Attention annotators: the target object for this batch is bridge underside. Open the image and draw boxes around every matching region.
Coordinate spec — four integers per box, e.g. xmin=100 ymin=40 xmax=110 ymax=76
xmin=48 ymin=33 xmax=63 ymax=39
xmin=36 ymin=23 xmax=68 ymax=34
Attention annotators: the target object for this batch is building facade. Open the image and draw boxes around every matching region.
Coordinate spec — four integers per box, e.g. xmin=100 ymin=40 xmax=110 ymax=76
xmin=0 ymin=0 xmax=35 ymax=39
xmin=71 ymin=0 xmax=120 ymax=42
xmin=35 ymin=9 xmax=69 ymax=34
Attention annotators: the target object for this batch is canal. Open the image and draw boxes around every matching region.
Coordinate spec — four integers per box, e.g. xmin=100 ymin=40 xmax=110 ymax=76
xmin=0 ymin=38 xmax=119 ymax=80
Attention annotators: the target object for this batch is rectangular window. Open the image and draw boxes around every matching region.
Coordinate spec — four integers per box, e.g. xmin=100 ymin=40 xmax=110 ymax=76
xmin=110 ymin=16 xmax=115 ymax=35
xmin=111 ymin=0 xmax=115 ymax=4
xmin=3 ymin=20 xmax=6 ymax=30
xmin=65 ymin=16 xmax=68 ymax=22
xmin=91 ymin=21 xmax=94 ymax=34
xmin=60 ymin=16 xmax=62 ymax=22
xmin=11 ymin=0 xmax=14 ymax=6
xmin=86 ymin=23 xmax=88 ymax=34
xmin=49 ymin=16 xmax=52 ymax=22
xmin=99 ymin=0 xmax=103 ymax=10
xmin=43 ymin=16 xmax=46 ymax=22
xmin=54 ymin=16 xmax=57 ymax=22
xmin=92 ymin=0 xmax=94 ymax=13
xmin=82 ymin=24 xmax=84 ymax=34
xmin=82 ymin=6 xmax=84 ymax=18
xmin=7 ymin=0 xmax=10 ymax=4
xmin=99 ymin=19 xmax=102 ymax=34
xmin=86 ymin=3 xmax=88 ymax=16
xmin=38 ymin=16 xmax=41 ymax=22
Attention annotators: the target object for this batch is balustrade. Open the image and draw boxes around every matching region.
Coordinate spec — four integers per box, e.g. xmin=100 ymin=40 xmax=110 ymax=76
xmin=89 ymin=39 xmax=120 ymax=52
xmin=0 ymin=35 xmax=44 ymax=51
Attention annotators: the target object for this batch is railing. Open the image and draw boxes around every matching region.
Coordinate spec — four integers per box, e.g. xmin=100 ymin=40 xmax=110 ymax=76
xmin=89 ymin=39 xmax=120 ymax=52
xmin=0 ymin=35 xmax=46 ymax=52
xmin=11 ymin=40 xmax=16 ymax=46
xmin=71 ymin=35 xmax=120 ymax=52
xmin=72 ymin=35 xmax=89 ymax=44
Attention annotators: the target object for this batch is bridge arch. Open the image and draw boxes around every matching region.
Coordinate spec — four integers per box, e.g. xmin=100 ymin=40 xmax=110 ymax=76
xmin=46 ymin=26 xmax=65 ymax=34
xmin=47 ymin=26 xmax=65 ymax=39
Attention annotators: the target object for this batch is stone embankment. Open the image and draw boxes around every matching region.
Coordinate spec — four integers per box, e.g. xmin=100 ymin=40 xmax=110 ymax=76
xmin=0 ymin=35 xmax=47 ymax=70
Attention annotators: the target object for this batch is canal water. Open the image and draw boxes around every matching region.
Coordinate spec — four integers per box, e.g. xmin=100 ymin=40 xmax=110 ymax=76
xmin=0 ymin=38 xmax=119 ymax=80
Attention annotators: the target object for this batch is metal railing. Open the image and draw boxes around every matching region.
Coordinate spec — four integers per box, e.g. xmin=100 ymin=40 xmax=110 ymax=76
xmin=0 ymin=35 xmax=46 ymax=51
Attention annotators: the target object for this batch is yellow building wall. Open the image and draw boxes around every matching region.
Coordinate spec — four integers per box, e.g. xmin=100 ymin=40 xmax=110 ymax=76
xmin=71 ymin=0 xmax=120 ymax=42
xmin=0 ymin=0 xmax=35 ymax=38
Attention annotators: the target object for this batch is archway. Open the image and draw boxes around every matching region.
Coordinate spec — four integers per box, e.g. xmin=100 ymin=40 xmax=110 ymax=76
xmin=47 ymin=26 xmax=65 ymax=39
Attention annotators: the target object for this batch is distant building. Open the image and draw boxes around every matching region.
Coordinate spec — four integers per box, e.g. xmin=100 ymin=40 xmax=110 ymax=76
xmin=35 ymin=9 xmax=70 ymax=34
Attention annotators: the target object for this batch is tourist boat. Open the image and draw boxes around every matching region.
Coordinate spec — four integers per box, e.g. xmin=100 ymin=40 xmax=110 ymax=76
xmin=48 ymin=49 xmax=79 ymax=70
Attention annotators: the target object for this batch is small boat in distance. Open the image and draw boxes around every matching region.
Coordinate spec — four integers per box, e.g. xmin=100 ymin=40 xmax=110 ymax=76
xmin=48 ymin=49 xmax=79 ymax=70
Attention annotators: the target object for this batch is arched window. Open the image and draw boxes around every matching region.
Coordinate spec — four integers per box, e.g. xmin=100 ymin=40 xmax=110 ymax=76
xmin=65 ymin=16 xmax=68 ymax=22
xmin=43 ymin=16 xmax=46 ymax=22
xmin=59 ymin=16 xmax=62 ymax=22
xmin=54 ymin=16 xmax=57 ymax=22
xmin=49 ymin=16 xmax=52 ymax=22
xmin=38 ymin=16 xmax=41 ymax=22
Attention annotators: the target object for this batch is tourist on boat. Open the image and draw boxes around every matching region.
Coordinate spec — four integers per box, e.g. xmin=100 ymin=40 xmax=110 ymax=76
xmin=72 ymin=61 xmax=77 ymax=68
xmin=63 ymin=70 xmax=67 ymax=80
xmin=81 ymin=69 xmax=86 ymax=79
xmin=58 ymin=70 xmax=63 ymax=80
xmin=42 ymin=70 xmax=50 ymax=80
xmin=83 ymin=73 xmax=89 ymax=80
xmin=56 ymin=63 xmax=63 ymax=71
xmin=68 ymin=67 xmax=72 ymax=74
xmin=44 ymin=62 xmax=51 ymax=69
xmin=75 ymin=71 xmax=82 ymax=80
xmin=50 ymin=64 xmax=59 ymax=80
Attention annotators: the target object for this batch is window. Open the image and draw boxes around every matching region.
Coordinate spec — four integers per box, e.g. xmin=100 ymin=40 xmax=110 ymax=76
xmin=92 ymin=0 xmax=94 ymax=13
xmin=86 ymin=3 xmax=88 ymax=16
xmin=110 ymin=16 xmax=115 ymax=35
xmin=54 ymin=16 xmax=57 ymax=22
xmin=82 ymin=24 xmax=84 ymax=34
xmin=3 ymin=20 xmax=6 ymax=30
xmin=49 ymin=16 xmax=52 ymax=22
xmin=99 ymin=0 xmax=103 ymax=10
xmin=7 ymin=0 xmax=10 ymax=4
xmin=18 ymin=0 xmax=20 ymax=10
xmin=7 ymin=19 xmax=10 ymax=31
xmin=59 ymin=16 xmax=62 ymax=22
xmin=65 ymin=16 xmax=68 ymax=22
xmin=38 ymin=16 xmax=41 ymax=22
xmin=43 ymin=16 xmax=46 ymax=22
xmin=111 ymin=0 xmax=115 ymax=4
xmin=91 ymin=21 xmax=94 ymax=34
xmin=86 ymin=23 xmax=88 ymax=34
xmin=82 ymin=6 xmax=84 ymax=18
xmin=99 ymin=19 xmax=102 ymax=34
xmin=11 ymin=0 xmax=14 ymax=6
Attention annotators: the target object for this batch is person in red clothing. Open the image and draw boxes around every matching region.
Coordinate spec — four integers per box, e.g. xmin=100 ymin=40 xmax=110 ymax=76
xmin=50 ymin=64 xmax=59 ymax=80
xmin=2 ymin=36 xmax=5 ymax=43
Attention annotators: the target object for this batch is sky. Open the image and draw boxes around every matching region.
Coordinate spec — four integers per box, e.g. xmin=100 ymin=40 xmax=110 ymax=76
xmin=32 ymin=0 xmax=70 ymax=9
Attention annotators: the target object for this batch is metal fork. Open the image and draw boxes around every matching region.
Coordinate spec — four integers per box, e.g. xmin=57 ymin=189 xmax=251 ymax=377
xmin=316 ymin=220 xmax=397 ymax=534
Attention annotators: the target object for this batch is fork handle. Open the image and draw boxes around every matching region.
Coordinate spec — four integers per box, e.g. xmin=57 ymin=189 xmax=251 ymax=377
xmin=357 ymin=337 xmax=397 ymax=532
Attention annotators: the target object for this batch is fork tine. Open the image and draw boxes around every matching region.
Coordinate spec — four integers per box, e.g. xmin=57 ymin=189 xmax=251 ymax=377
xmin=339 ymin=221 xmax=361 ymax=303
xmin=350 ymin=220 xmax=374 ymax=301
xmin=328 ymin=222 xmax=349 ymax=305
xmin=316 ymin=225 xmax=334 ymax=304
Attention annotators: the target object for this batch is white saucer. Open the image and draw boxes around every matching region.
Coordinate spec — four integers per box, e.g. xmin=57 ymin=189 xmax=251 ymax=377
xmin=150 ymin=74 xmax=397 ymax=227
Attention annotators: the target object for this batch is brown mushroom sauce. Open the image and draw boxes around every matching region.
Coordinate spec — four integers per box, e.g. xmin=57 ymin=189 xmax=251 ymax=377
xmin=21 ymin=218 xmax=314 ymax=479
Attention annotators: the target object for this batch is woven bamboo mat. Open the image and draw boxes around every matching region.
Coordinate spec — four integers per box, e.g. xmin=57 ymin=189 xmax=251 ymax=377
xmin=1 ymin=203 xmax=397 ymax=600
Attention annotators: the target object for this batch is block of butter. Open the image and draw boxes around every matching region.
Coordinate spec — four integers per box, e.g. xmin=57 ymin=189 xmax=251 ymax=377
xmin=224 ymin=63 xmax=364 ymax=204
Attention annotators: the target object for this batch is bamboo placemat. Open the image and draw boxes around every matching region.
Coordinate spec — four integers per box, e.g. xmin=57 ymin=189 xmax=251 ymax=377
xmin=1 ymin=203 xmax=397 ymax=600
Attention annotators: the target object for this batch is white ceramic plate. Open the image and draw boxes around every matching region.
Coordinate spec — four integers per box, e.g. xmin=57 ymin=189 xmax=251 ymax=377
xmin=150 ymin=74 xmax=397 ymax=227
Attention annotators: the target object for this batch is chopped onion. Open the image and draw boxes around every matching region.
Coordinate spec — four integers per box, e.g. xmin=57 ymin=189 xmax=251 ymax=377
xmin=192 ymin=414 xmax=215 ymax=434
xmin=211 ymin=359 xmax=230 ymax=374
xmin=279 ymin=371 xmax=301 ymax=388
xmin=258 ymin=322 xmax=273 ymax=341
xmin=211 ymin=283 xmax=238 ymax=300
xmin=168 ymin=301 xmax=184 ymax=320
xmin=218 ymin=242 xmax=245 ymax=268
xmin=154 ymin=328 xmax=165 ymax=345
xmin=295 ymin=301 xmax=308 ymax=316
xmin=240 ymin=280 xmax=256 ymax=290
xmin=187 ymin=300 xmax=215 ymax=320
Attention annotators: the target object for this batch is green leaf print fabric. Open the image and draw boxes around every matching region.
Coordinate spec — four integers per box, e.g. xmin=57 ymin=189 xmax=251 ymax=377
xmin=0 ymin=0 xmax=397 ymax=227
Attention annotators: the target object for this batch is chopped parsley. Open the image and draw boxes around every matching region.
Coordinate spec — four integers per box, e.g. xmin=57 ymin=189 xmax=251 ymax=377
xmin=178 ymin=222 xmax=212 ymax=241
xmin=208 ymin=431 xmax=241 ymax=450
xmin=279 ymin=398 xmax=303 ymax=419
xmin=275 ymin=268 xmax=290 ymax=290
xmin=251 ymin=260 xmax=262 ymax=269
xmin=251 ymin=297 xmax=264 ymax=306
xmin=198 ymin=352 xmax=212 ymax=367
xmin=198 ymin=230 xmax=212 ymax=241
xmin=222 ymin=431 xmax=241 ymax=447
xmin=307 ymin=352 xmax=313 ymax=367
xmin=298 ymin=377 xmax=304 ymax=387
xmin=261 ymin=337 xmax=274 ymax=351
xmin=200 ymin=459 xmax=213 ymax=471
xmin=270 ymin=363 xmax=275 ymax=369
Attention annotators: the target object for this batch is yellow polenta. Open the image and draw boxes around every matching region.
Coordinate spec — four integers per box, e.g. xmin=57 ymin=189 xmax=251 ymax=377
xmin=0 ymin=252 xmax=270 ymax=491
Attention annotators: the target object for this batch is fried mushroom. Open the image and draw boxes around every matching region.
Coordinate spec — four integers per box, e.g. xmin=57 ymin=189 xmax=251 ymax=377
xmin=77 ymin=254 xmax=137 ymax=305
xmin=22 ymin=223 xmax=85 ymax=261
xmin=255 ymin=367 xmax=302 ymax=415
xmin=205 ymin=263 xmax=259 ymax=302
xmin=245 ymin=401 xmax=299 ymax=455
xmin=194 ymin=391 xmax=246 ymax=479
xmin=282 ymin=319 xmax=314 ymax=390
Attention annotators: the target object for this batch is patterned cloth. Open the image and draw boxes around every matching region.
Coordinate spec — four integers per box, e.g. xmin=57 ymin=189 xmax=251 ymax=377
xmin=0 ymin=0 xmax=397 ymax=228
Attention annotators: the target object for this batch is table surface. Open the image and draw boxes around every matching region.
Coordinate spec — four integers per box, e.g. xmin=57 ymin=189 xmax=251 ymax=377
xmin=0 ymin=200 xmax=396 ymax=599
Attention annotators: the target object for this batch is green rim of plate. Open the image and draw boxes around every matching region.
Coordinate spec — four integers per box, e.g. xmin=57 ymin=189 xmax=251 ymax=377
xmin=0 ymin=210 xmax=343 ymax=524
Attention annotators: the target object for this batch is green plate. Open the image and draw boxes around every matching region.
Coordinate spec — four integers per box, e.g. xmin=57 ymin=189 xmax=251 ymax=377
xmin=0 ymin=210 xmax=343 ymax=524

========================

* WHAT THE TASK ASKS *
Starting at the first line of the records above, please copy each line exactly until you reach the line containing "Attention annotators: the target object for this batch is canal.". Include that line and stop there.

* YOUR SOLUTION *
Attention annotators: the target object for this batch is bridge underside. Open the image and draw boxes around every matching region.
Coordinate spec — four integers per box, e.g. xmin=100 ymin=40 xmax=110 ymax=76
xmin=48 ymin=33 xmax=63 ymax=39
xmin=36 ymin=23 xmax=68 ymax=34
Attention annotators: the target object for this batch is building facade. Open the image and draw boxes around every matching region.
Coordinate spec — four integers per box, e.g. xmin=100 ymin=40 xmax=110 ymax=76
xmin=0 ymin=0 xmax=35 ymax=39
xmin=71 ymin=0 xmax=120 ymax=42
xmin=35 ymin=9 xmax=69 ymax=34
Attention annotators: the target object for this batch is canal. Open the image and draw boxes around every matching region.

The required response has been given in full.